● What is being asked: Would you please return the lines of the entries below starting at the line that has "pixel 220 478" and ending at the line that has "pixel 314 211", both included, exactly as they are?

● Entries provided:

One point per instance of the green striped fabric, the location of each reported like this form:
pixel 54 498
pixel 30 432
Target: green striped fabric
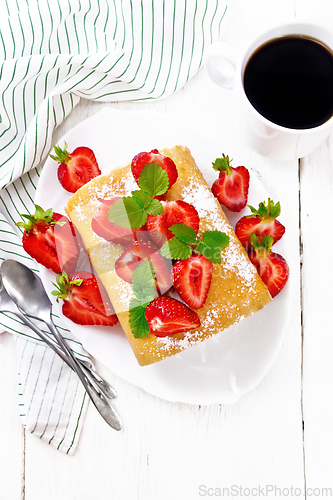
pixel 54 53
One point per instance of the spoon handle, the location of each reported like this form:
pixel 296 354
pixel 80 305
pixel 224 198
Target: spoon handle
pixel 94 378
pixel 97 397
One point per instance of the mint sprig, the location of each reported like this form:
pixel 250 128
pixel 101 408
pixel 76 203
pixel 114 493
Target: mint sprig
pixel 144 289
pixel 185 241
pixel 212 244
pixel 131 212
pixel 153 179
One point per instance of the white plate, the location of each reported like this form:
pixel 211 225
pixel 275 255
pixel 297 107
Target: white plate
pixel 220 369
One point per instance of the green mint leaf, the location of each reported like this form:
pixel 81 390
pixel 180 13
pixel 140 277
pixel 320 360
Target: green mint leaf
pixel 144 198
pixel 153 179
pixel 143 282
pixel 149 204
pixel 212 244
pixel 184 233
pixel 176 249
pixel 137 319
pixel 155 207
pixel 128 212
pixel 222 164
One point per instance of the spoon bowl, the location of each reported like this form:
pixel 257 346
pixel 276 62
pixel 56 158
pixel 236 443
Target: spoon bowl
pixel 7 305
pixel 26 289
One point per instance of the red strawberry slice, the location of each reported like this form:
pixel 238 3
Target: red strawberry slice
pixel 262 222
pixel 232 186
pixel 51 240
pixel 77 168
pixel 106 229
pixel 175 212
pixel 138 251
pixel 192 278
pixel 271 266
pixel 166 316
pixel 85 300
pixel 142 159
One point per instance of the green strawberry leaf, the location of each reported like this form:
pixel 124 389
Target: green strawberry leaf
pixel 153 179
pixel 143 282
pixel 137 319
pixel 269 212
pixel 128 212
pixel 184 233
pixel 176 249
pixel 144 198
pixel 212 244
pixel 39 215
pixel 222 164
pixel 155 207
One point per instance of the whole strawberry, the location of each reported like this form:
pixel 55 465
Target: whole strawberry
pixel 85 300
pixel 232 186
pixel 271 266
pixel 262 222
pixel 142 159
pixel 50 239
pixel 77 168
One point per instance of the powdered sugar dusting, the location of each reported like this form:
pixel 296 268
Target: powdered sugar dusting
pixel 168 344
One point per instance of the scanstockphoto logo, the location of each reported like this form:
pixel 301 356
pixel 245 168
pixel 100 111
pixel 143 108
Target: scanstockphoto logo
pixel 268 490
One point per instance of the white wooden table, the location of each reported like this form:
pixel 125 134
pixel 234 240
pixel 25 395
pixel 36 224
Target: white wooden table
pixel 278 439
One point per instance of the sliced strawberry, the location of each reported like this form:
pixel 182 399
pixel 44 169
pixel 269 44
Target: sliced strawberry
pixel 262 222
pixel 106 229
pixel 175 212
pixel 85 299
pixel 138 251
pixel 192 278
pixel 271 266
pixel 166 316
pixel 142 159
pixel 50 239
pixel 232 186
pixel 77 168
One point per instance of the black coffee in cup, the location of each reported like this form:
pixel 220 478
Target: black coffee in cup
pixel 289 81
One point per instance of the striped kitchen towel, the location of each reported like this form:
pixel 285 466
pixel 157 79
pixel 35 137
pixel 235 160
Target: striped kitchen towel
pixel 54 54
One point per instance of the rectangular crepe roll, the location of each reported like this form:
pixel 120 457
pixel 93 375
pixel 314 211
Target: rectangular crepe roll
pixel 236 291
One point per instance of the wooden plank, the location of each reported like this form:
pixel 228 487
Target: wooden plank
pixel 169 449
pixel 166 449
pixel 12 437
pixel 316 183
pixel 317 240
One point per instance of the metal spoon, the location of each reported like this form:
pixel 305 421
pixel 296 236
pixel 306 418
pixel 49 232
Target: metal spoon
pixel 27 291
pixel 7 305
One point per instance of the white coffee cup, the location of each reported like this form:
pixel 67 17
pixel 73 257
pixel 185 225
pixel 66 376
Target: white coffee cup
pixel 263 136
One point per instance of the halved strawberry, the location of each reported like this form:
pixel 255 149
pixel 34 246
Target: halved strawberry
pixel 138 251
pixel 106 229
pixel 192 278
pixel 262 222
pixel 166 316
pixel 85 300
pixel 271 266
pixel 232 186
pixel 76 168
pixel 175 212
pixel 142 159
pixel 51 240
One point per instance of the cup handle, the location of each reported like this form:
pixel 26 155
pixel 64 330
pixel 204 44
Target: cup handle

● Result of the task:
pixel 220 478
Target: black coffee in cup
pixel 289 81
One point per instance of the striped kitchen towel, the location of each reported like this form:
pixel 285 466
pixel 157 79
pixel 35 137
pixel 235 160
Target: striped kitchen towel
pixel 54 54
One point per instance of the rectangular crepe roll, the location of each reported like this form:
pixel 120 457
pixel 93 375
pixel 314 211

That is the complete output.